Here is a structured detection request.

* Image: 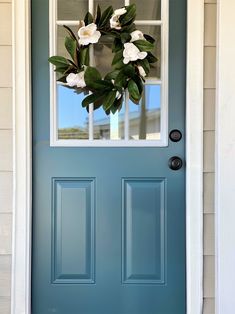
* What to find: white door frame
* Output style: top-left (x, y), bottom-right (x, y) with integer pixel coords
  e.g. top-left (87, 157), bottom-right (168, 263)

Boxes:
top-left (215, 0), bottom-right (235, 314)
top-left (11, 0), bottom-right (204, 314)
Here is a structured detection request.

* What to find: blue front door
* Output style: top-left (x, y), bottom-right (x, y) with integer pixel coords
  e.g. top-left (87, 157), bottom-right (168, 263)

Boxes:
top-left (32, 0), bottom-right (186, 314)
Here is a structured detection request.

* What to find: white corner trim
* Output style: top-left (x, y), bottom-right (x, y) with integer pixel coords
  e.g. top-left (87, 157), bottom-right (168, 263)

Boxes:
top-left (11, 0), bottom-right (205, 314)
top-left (186, 0), bottom-right (204, 314)
top-left (215, 0), bottom-right (235, 314)
top-left (11, 0), bottom-right (32, 314)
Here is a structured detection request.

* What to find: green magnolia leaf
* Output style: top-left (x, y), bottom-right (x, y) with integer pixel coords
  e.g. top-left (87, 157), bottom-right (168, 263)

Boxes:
top-left (104, 70), bottom-right (119, 81)
top-left (80, 46), bottom-right (90, 66)
top-left (95, 4), bottom-right (101, 25)
top-left (112, 50), bottom-right (123, 65)
top-left (84, 12), bottom-right (94, 25)
top-left (144, 34), bottom-right (155, 44)
top-left (114, 71), bottom-right (128, 88)
top-left (128, 80), bottom-right (141, 101)
top-left (63, 25), bottom-right (77, 41)
top-left (138, 58), bottom-right (150, 74)
top-left (133, 75), bottom-right (144, 97)
top-left (122, 23), bottom-right (136, 33)
top-left (110, 96), bottom-right (123, 114)
top-left (103, 90), bottom-right (117, 111)
top-left (48, 56), bottom-right (69, 67)
top-left (113, 60), bottom-right (126, 70)
top-left (64, 37), bottom-right (78, 65)
top-left (54, 66), bottom-right (69, 74)
top-left (119, 4), bottom-right (136, 26)
top-left (147, 52), bottom-right (158, 63)
top-left (99, 6), bottom-right (113, 27)
top-left (112, 38), bottom-right (122, 52)
top-left (120, 33), bottom-right (131, 44)
top-left (84, 67), bottom-right (102, 86)
top-left (123, 64), bottom-right (135, 77)
top-left (133, 39), bottom-right (154, 52)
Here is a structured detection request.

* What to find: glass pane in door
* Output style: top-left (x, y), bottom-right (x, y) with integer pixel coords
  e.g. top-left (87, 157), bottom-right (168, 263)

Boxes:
top-left (129, 85), bottom-right (161, 140)
top-left (130, 0), bottom-right (161, 20)
top-left (57, 0), bottom-right (88, 21)
top-left (57, 84), bottom-right (89, 140)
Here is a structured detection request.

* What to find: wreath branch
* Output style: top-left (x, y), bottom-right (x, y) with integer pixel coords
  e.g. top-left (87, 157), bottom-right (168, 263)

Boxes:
top-left (48, 4), bottom-right (158, 115)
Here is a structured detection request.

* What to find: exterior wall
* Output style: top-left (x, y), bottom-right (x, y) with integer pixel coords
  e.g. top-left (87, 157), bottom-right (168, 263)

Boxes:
top-left (203, 0), bottom-right (217, 314)
top-left (0, 0), bottom-right (13, 314)
top-left (0, 0), bottom-right (216, 314)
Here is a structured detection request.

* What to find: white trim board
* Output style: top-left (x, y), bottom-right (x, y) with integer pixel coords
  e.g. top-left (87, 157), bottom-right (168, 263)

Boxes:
top-left (11, 0), bottom-right (204, 314)
top-left (215, 0), bottom-right (235, 314)
top-left (11, 0), bottom-right (32, 314)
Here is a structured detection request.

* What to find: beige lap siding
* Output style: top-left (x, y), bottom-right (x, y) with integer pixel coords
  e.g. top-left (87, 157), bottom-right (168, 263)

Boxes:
top-left (203, 0), bottom-right (217, 314)
top-left (0, 0), bottom-right (216, 314)
top-left (0, 0), bottom-right (12, 314)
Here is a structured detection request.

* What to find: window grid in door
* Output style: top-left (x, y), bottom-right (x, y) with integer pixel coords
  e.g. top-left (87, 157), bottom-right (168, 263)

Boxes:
top-left (50, 0), bottom-right (168, 147)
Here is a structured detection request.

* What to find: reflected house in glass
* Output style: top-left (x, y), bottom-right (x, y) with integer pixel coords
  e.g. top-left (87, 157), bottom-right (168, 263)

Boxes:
top-left (58, 84), bottom-right (161, 140)
top-left (94, 109), bottom-right (160, 140)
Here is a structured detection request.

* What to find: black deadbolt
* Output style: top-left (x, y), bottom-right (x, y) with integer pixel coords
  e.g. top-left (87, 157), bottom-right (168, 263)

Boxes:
top-left (169, 129), bottom-right (182, 142)
top-left (168, 156), bottom-right (183, 170)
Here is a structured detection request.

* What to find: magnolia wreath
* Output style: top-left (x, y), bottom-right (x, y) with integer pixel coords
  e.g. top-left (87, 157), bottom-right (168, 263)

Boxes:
top-left (49, 4), bottom-right (157, 115)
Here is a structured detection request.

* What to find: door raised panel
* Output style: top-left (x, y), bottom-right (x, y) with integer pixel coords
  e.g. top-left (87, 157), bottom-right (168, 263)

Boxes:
top-left (52, 178), bottom-right (95, 284)
top-left (122, 178), bottom-right (166, 284)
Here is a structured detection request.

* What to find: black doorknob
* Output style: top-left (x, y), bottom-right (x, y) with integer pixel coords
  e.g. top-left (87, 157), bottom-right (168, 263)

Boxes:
top-left (168, 156), bottom-right (183, 170)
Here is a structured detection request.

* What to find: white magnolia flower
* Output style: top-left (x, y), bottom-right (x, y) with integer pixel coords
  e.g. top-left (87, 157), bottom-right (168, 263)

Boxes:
top-left (131, 30), bottom-right (146, 43)
top-left (78, 23), bottom-right (101, 46)
top-left (123, 43), bottom-right (147, 64)
top-left (138, 65), bottom-right (146, 77)
top-left (110, 8), bottom-right (127, 29)
top-left (66, 71), bottom-right (86, 88)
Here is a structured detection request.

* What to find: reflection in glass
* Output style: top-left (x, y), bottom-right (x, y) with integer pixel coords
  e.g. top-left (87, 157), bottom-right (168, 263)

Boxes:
top-left (56, 26), bottom-right (78, 59)
top-left (137, 25), bottom-right (161, 78)
top-left (94, 0), bottom-right (125, 12)
top-left (129, 85), bottom-right (161, 140)
top-left (93, 102), bottom-right (125, 140)
top-left (57, 0), bottom-right (88, 21)
top-left (57, 84), bottom-right (89, 140)
top-left (130, 0), bottom-right (161, 20)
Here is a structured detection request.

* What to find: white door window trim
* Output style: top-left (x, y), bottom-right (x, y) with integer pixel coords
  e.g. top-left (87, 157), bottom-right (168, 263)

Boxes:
top-left (215, 0), bottom-right (235, 314)
top-left (11, 0), bottom-right (204, 314)
top-left (49, 0), bottom-right (169, 147)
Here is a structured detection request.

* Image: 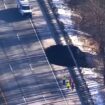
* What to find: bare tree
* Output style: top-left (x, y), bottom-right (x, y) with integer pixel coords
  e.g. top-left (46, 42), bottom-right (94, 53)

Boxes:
top-left (65, 0), bottom-right (105, 85)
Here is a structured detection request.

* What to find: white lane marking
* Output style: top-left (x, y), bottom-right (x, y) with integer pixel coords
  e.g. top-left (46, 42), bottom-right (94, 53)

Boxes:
top-left (9, 64), bottom-right (27, 103)
top-left (30, 19), bottom-right (68, 105)
top-left (0, 88), bottom-right (8, 105)
top-left (29, 64), bottom-right (34, 71)
top-left (3, 0), bottom-right (7, 9)
top-left (16, 33), bottom-right (20, 41)
top-left (43, 95), bottom-right (47, 104)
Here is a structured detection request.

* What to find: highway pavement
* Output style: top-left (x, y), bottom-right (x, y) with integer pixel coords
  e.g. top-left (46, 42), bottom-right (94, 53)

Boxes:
top-left (0, 0), bottom-right (80, 105)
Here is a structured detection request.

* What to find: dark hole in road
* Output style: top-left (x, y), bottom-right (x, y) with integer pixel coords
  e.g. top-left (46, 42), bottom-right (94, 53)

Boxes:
top-left (45, 45), bottom-right (87, 67)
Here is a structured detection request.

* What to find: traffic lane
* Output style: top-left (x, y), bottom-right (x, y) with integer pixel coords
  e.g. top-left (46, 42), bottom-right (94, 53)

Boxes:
top-left (11, 53), bottom-right (61, 101)
top-left (0, 64), bottom-right (24, 105)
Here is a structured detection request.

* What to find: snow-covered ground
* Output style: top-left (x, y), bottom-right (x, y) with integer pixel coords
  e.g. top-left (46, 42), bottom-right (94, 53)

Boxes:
top-left (52, 0), bottom-right (105, 105)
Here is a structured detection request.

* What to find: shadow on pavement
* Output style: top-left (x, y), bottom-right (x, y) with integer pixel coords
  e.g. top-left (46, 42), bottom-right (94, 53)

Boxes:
top-left (45, 45), bottom-right (94, 67)
top-left (0, 8), bottom-right (28, 22)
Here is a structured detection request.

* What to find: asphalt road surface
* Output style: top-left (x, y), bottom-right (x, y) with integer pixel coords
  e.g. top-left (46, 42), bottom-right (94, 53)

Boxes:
top-left (0, 0), bottom-right (80, 105)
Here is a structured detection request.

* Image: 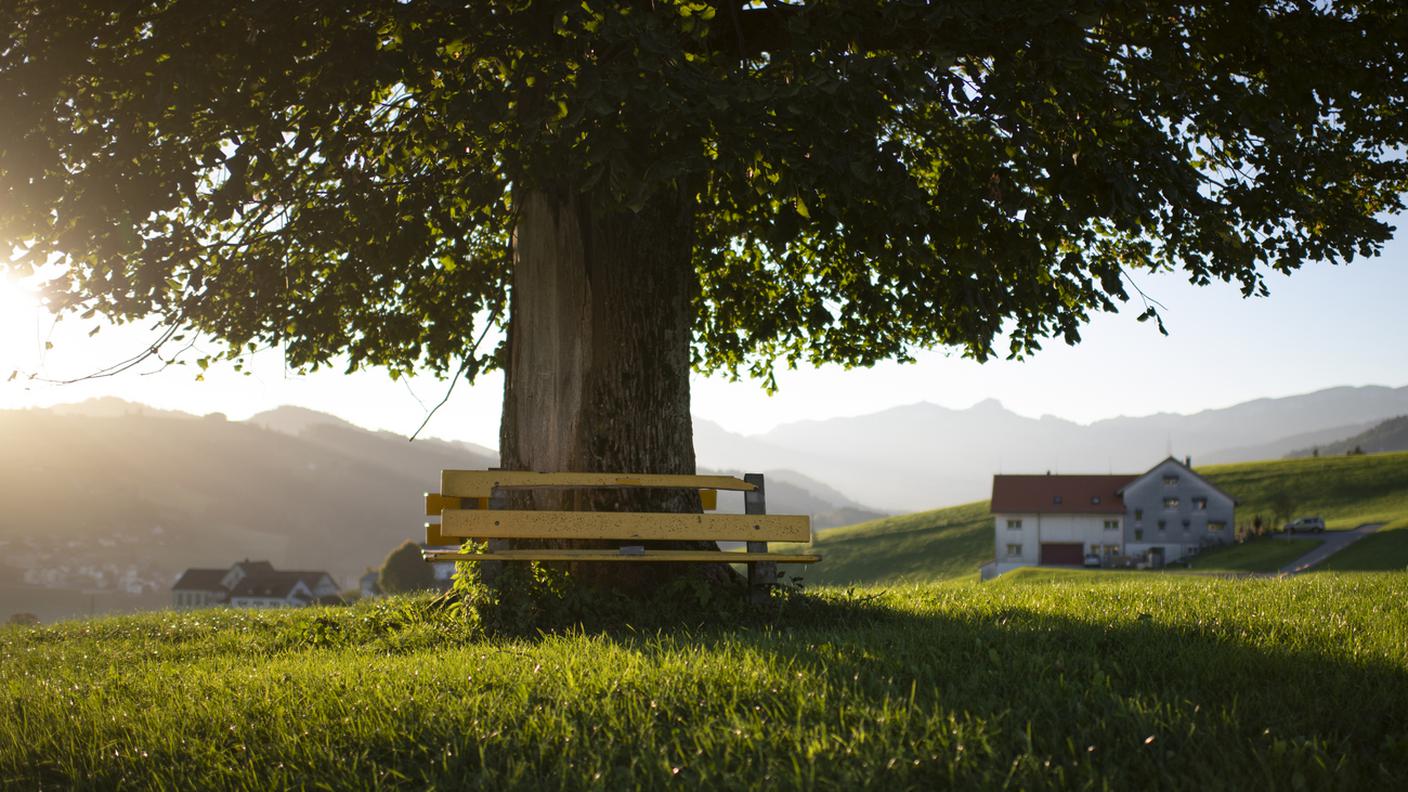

DO THIS: Present the lines of the items as a Markdown table with the columns No. and Text, where No. numbers each row. Start at the first line of the items and end at the line that contains "top-left (32, 0), bottom-right (186, 314)". Include both of those lines, skip blank lines, and leave out the pictures.

REPLY:
| No. | Text |
|---|---|
| 1 | Here is a structured detection request. |
| 2 | * Image:  |
| 3 | * What to find: white door frame |
| 4 | * Output style: top-left (x, y), bottom-right (x, y) with integer pixel coords |
| 5 |   e.g. top-left (87, 157), bottom-right (168, 263) |
| 6 | Boxes: |
| 7 | top-left (215, 0), bottom-right (235, 314) |
| 8 | top-left (11, 0), bottom-right (204, 314) |
| 9 | Here is a structured detection request. |
| 10 | * What to find: blue front door |
| 11 | * Output style: top-left (x, y), bottom-right (x, y) with integer pixel coords |
| 12 |   e.g. top-left (87, 157), bottom-right (168, 263) |
| 13 | Boxes: |
| 14 | top-left (32, 0), bottom-right (186, 314) |